### [EXTRACTED INFORMATION]
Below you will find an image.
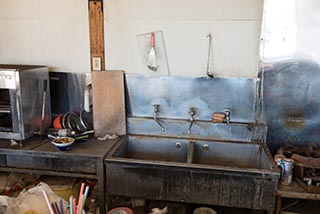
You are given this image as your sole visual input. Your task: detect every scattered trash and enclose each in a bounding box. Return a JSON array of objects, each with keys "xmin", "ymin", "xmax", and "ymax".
[
  {"xmin": 97, "ymin": 134, "xmax": 118, "ymax": 140},
  {"xmin": 149, "ymin": 207, "xmax": 168, "ymax": 214},
  {"xmin": 0, "ymin": 182, "xmax": 68, "ymax": 214}
]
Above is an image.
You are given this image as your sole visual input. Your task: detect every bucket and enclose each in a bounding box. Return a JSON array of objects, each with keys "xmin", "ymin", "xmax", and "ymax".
[
  {"xmin": 282, "ymin": 158, "xmax": 294, "ymax": 185},
  {"xmin": 193, "ymin": 207, "xmax": 217, "ymax": 214},
  {"xmin": 42, "ymin": 177, "xmax": 81, "ymax": 201}
]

### [GOAL]
Give back, word for word, the stretch of lines from the one containing "Above is an image." through the last of the lines above.

### [FULL OUTPUT]
Above is an image.
You are given this image as your sole visual input. Your task: detect every bucket and enclose each in a bounding box. Return a JSON array of objects, each with keys "xmin", "ymin", "xmax", and "ymax".
[
  {"xmin": 282, "ymin": 158, "xmax": 294, "ymax": 185},
  {"xmin": 193, "ymin": 207, "xmax": 217, "ymax": 214},
  {"xmin": 42, "ymin": 177, "xmax": 81, "ymax": 201}
]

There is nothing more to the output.